* [About this task] Reproduce nothing but the lines from the one containing "Could you point to the gabled" to the end of the records below, each exactly as written.

[Information supplied — start]

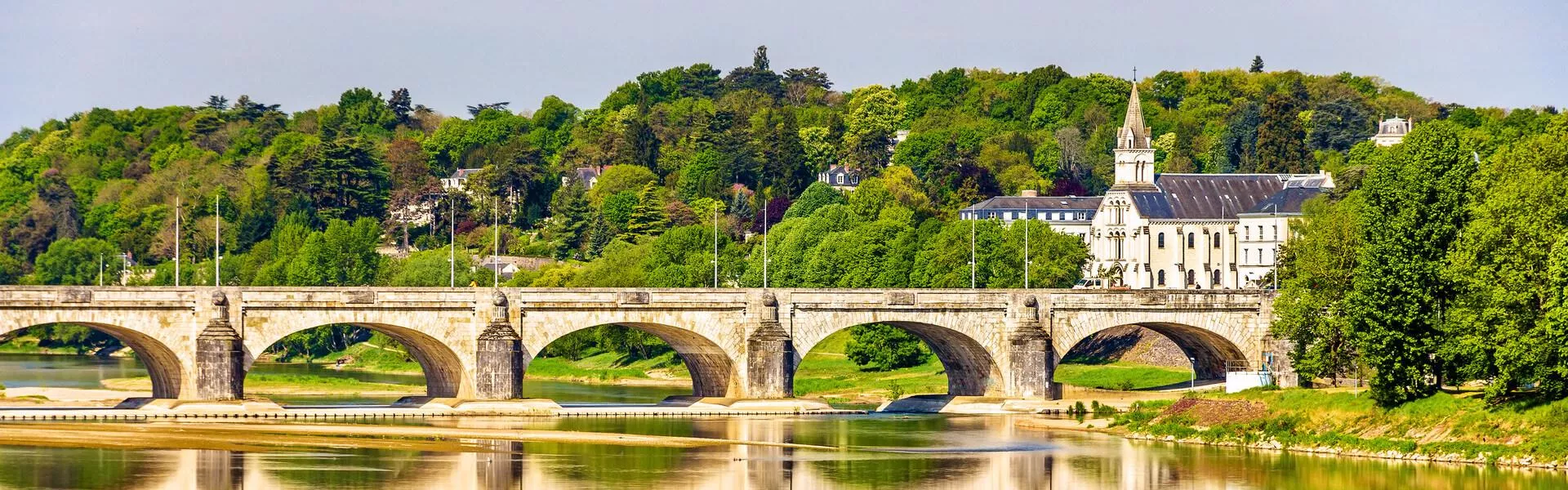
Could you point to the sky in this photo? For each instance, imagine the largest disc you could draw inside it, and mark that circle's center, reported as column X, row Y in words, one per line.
column 65, row 57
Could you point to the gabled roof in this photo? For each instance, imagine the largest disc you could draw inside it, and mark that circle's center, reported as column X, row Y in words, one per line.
column 1039, row 203
column 1286, row 202
column 1211, row 197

[Information supplied — finish]

* [Answer for the task]
Could you point to the gabled roof in this photo? For each instance, imagine the largest disc you could draw inside it, and mark that circle's center, reported as column X, row Y in words, one per line.
column 1039, row 203
column 1286, row 202
column 1211, row 197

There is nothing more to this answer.